- _SET PROBLEM_: Copy the listing from its beginning through the line containing "M 8 73 L 13 101 L 41 127 L 72 99 L 66 77 Z", substituting "layout" for "format" and leaving everything else as it is.
╭─ THE INPUT
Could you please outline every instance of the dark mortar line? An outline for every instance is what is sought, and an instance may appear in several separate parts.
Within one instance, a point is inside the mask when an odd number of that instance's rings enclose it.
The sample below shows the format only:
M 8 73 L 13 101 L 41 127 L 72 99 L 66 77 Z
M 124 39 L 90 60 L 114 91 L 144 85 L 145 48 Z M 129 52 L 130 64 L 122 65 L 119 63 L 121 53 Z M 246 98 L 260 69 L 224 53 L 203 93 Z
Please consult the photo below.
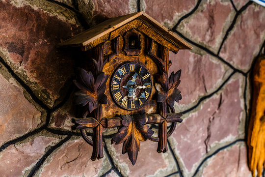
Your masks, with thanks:
M 3 60 L 3 59 L 0 57 L 0 62 L 6 68 L 7 71 L 11 75 L 11 76 L 16 79 L 19 84 L 24 88 L 24 89 L 30 95 L 32 99 L 35 102 L 38 104 L 43 109 L 47 111 L 50 109 L 50 108 L 44 104 L 40 99 L 39 99 L 37 96 L 33 93 L 32 90 L 27 86 L 23 80 L 21 79 L 11 69 L 10 66 L 8 65 Z
M 235 26 L 235 24 L 236 24 L 236 22 L 237 22 L 237 20 L 238 19 L 238 17 L 239 16 L 239 15 L 241 14 L 241 13 L 245 10 L 248 6 L 252 4 L 253 2 L 251 1 L 249 1 L 246 4 L 245 4 L 244 6 L 243 6 L 237 12 L 237 13 L 236 14 L 236 15 L 235 16 L 235 17 L 234 18 L 234 19 L 233 20 L 232 23 L 229 26 L 229 28 L 226 31 L 225 36 L 224 36 L 224 38 L 223 38 L 223 40 L 222 41 L 222 42 L 221 43 L 221 45 L 220 45 L 220 47 L 219 48 L 219 50 L 218 50 L 217 55 L 219 55 L 220 54 L 220 52 L 221 51 L 221 49 L 222 49 L 222 47 L 223 47 L 223 45 L 224 43 L 224 42 L 226 38 L 228 37 L 228 35 L 229 34 L 229 32 L 233 30 L 234 28 L 234 27 Z
M 211 157 L 212 157 L 213 155 L 215 155 L 218 152 L 219 152 L 220 151 L 221 151 L 222 150 L 223 150 L 223 149 L 226 149 L 226 148 L 228 148 L 235 145 L 237 143 L 239 142 L 245 142 L 245 139 L 239 139 L 237 140 L 236 140 L 236 141 L 229 144 L 227 145 L 225 145 L 225 146 L 223 146 L 222 147 L 221 147 L 221 148 L 219 148 L 218 149 L 216 150 L 214 152 L 213 152 L 212 154 L 210 154 L 210 155 L 208 155 L 208 156 L 207 156 L 206 157 L 205 157 L 203 160 L 203 161 L 200 163 L 200 165 L 199 165 L 199 166 L 197 167 L 197 169 L 196 169 L 196 171 L 195 171 L 194 174 L 192 176 L 192 177 L 195 177 L 195 175 L 197 174 L 197 173 L 198 172 L 199 172 L 199 171 L 200 170 L 200 168 L 201 168 L 201 167 L 204 163 L 204 162 L 205 162 L 208 159 L 210 158 Z
M 141 2 L 140 0 L 137 0 L 137 11 L 141 11 Z
M 77 13 L 77 15 L 78 15 L 78 19 L 81 25 L 84 27 L 84 28 L 85 30 L 87 30 L 89 28 L 90 28 L 91 27 L 86 22 L 85 20 L 84 19 L 83 15 L 81 13 L 79 12 L 79 8 L 78 7 L 78 3 L 77 2 L 76 0 L 73 0 L 72 1 L 73 5 L 75 7 L 75 8 L 76 9 L 77 11 L 78 12 Z
M 236 6 L 235 5 L 234 2 L 233 1 L 233 0 L 230 0 L 230 2 L 231 2 L 233 7 L 234 8 L 236 12 L 238 12 L 238 9 L 237 8 L 237 7 L 236 7 Z
M 246 75 L 246 73 L 245 73 L 244 72 L 243 72 L 243 71 L 241 71 L 241 70 L 239 70 L 238 69 L 237 69 L 237 68 L 235 68 L 231 64 L 230 64 L 228 62 L 226 61 L 226 60 L 225 60 L 221 57 L 220 57 L 218 55 L 214 54 L 212 51 L 210 50 L 209 49 L 207 49 L 207 48 L 206 48 L 205 47 L 203 47 L 203 46 L 202 46 L 202 45 L 200 45 L 199 44 L 196 43 L 196 42 L 195 42 L 194 41 L 192 41 L 190 39 L 189 39 L 187 38 L 187 37 L 185 37 L 183 34 L 182 34 L 181 32 L 178 31 L 177 30 L 173 30 L 173 31 L 174 31 L 174 32 L 176 32 L 178 35 L 179 35 L 180 37 L 184 38 L 189 43 L 190 43 L 192 44 L 192 45 L 193 45 L 200 48 L 201 49 L 202 49 L 202 50 L 204 50 L 205 52 L 207 52 L 210 55 L 216 58 L 217 59 L 218 59 L 221 61 L 222 61 L 224 63 L 225 63 L 225 64 L 228 65 L 229 67 L 230 67 L 231 69 L 232 69 L 234 71 L 235 71 L 236 72 L 238 72 L 239 73 L 241 73 L 241 74 L 243 74 L 243 75 Z
M 172 29 L 174 30 L 175 30 L 177 27 L 178 27 L 178 26 L 179 26 L 179 25 L 180 25 L 180 24 L 181 23 L 181 22 L 185 19 L 186 18 L 188 18 L 188 17 L 189 17 L 190 15 L 191 15 L 197 9 L 198 9 L 198 7 L 199 7 L 199 6 L 200 5 L 200 4 L 201 3 L 202 1 L 202 0 L 198 0 L 198 2 L 197 2 L 197 4 L 196 4 L 195 6 L 194 7 L 194 8 L 191 10 L 191 11 L 190 12 L 189 12 L 189 13 L 188 13 L 187 14 L 186 14 L 186 15 L 182 16 L 180 19 L 180 20 L 179 20 L 179 21 L 178 21 L 178 22 L 177 23 L 177 24 L 176 25 L 175 25 L 175 26 L 173 27 L 173 28 L 172 28 Z
M 81 136 L 81 133 L 80 132 L 78 133 L 78 132 L 72 132 L 72 131 L 62 131 L 62 130 L 56 130 L 53 128 L 51 128 L 49 127 L 45 127 L 44 129 L 55 135 L 78 136 Z
M 52 2 L 52 3 L 55 3 L 57 5 L 61 6 L 62 7 L 63 7 L 70 10 L 72 10 L 72 11 L 73 11 L 77 14 L 78 19 L 82 27 L 83 27 L 85 29 L 88 29 L 90 28 L 90 26 L 86 23 L 85 20 L 84 19 L 82 14 L 78 11 L 78 8 L 76 8 L 76 5 L 74 4 L 76 3 L 75 1 L 75 2 L 73 3 L 73 5 L 75 7 L 75 8 L 74 8 L 63 2 L 58 2 L 57 1 L 55 1 L 54 0 L 46 0 Z
M 172 176 L 172 175 L 176 175 L 176 174 L 178 174 L 178 173 L 179 173 L 179 172 L 174 172 L 174 173 L 172 173 L 171 174 L 169 174 L 169 175 L 167 175 L 167 176 L 164 176 L 164 177 L 169 177 Z
M 201 104 L 202 101 L 203 101 L 203 100 L 207 98 L 211 97 L 213 95 L 217 93 L 218 91 L 219 91 L 223 88 L 223 87 L 224 87 L 224 86 L 226 84 L 226 83 L 230 79 L 230 78 L 232 77 L 232 76 L 234 75 L 236 73 L 236 71 L 233 71 L 229 75 L 229 76 L 225 80 L 225 81 L 224 81 L 224 82 L 221 85 L 221 86 L 220 86 L 215 90 L 214 90 L 213 92 L 212 92 L 211 93 L 209 94 L 209 95 L 204 96 L 204 97 L 200 98 L 200 99 L 199 100 L 199 101 L 197 103 L 196 105 L 192 106 L 191 108 L 189 108 L 187 110 L 183 111 L 182 112 L 183 114 L 186 114 L 187 113 L 188 113 L 189 112 L 192 111 L 193 110 L 197 108 L 197 107 L 198 107 L 198 106 L 199 106 L 200 104 Z
M 181 170 L 181 169 L 180 168 L 179 161 L 178 161 L 178 159 L 177 159 L 177 157 L 176 157 L 175 154 L 174 153 L 174 151 L 172 149 L 172 148 L 171 148 L 171 145 L 170 145 L 170 143 L 169 142 L 168 140 L 167 140 L 167 144 L 168 144 L 168 148 L 169 149 L 170 153 L 172 155 L 174 158 L 174 160 L 175 161 L 175 163 L 176 163 L 176 166 L 177 166 L 177 168 L 178 169 L 178 172 L 180 174 L 180 177 L 183 177 L 183 175 L 182 175 L 182 171 Z
M 110 169 L 108 170 L 107 172 L 105 173 L 104 174 L 102 175 L 100 177 L 106 177 L 106 176 L 110 173 L 111 172 L 111 171 L 112 170 L 112 168 L 111 167 Z
M 64 143 L 68 141 L 71 137 L 71 136 L 68 136 L 66 138 L 63 139 L 55 145 L 52 147 L 49 150 L 45 153 L 44 155 L 40 159 L 40 160 L 37 162 L 36 165 L 33 167 L 29 174 L 28 174 L 28 177 L 33 177 L 36 172 L 39 169 L 40 167 L 42 165 L 46 158 L 58 148 L 62 146 Z
M 34 135 L 35 134 L 36 134 L 37 133 L 41 132 L 42 130 L 43 130 L 44 129 L 44 125 L 43 125 L 41 126 L 40 127 L 33 130 L 32 131 L 26 133 L 21 137 L 16 138 L 14 139 L 14 140 L 10 140 L 3 144 L 2 146 L 1 146 L 1 147 L 0 147 L 0 152 L 2 151 L 3 150 L 4 150 L 6 148 L 9 147 L 9 146 L 14 145 L 18 142 L 22 141 L 31 136 L 33 136 L 33 135 Z
M 254 59 L 253 60 L 253 61 L 252 62 L 251 67 L 250 67 L 250 68 L 249 68 L 248 71 L 247 71 L 247 72 L 246 72 L 247 74 L 250 72 L 251 71 L 253 71 L 254 67 L 255 66 L 255 63 L 256 63 L 257 60 L 259 59 L 259 58 L 260 57 L 261 54 L 262 53 L 262 50 L 265 49 L 265 40 L 263 42 L 263 44 L 262 44 L 262 46 L 261 47 L 260 51 L 259 51 L 258 54 L 254 58 Z
M 113 170 L 117 174 L 117 175 L 118 175 L 119 177 L 123 177 L 123 176 L 118 169 L 117 167 L 114 165 L 115 163 L 113 161 L 113 159 L 112 159 L 112 158 L 110 157 L 110 155 L 107 148 L 106 148 L 106 143 L 105 139 L 103 139 L 103 142 L 104 142 L 104 144 L 105 145 L 105 146 L 104 146 L 104 149 L 105 149 L 105 152 L 106 153 L 106 157 L 109 163 L 110 163 L 110 165 L 111 165 L 111 167 L 112 167 Z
╰─
- _WRITTEN SOLUTION_:
Could you please outline every instance of the dark mortar line? An outline for every instance is what is sought, and an instance may appear in several separate parts.
Within one instance, a point is inside the mask when an odd number of that instance's rings enclose it.
The sample below shows the layout only:
M 8 73 L 13 101 L 41 127 L 72 99 L 66 77 Z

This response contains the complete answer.